[Opening LISTED ENTRIES section]

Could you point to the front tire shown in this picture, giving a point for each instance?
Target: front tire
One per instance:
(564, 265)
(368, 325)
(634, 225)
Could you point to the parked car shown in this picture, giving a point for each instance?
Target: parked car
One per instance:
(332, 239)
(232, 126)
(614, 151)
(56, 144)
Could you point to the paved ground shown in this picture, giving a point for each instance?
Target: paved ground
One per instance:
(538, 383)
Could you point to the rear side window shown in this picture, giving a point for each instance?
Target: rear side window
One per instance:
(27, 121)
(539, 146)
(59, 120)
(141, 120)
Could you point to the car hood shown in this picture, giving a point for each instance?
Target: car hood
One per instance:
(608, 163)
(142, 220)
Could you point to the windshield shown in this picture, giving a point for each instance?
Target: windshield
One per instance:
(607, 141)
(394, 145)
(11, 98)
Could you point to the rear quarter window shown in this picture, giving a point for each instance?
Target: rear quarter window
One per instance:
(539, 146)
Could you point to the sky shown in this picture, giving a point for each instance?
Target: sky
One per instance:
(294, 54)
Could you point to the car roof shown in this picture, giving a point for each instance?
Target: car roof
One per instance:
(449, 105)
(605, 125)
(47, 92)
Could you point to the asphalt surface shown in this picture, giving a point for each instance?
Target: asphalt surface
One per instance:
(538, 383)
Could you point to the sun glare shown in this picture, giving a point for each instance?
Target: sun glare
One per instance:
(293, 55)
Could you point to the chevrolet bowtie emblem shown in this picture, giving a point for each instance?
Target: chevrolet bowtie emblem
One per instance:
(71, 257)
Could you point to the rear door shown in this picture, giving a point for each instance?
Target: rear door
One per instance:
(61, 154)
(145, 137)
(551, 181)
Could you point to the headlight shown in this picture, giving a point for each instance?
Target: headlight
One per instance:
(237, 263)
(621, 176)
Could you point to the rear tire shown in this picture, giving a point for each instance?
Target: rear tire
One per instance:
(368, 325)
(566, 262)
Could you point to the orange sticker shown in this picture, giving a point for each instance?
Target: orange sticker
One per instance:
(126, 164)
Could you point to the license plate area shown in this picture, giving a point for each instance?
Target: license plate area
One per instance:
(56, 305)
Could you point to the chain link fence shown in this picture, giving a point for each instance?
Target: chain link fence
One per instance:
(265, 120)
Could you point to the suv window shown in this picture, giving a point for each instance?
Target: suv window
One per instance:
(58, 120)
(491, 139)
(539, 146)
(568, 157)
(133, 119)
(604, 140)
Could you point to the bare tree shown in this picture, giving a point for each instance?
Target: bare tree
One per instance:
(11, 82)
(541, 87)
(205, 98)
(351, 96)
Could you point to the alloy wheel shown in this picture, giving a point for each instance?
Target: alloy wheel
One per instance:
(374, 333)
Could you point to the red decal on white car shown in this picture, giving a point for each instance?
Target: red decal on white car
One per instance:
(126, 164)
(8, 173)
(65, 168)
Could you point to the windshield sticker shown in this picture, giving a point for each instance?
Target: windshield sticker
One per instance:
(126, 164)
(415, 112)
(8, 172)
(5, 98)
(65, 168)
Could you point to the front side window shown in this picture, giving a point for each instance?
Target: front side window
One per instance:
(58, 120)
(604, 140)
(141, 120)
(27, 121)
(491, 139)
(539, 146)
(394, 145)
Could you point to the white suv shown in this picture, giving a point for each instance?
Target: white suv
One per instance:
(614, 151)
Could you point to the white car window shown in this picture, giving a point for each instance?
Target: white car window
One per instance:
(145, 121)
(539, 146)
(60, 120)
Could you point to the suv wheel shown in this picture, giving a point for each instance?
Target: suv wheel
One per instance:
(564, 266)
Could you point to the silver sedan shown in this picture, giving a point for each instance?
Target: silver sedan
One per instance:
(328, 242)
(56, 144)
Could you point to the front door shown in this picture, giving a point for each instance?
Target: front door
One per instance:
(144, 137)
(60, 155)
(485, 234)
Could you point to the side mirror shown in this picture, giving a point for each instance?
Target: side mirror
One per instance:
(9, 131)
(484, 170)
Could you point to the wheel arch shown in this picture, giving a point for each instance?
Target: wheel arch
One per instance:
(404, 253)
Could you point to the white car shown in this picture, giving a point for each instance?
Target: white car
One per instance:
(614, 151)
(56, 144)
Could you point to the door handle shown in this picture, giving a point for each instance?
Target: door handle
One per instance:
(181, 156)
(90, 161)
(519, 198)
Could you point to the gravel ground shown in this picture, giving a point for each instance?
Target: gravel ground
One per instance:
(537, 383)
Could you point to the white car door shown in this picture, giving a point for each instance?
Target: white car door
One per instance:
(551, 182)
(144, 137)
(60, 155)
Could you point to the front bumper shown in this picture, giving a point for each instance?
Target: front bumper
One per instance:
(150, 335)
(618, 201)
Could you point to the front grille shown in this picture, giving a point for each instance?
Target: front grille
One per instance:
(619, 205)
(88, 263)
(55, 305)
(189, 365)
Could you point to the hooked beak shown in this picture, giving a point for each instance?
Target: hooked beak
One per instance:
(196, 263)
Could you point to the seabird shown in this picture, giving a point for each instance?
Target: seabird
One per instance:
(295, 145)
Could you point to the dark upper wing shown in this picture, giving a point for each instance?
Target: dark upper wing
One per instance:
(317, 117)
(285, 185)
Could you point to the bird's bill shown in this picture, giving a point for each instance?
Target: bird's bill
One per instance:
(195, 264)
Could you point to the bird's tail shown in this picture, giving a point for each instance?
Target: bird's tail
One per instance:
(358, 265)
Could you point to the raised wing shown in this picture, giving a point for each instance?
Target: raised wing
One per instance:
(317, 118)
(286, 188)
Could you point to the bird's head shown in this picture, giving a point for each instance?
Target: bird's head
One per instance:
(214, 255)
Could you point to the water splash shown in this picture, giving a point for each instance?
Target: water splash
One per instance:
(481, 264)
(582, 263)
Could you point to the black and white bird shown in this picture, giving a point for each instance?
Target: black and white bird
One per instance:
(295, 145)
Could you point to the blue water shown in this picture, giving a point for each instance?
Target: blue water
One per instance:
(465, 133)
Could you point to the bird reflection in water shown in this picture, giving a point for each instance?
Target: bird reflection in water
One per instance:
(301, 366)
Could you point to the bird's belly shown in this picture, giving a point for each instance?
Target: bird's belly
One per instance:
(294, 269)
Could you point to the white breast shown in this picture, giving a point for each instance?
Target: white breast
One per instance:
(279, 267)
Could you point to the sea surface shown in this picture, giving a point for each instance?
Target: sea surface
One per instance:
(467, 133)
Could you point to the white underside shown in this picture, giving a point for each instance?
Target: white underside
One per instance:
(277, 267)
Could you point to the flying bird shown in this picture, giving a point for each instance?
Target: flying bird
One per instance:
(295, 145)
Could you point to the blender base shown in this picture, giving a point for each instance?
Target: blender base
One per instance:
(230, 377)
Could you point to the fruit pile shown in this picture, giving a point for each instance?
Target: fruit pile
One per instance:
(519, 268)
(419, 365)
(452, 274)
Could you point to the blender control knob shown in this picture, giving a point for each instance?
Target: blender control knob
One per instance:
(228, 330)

[Closing LISTED ENTRIES section]

TASK DESCRIPTION — Please give an exact copy of the lines above, beginning with the line containing "Could you point to the sun" and running through the line containing "Could you point to the rear tire", and of no other lines.

EXERCISE RESPONSE —
Could you point to the sun glare shown in this picture, giving a point for each instance?
Target: sun glare
One per instance:
(293, 55)
Could you point to the chevrolet bowtie emblem shown in this picture, giving a point for each instance?
Target: chevrolet bowtie emblem
One per instance:
(71, 257)
Could you point to the rear door shown in this picture, giving a point for each instance?
Target: rear door
One per instance:
(61, 154)
(145, 137)
(551, 181)
Could you point to the headlight shown in this picture, giving a point for each instance?
Target: headlight
One per instance:
(237, 263)
(621, 176)
Could you point to the rear tire shown in this picture, giving a point for each instance?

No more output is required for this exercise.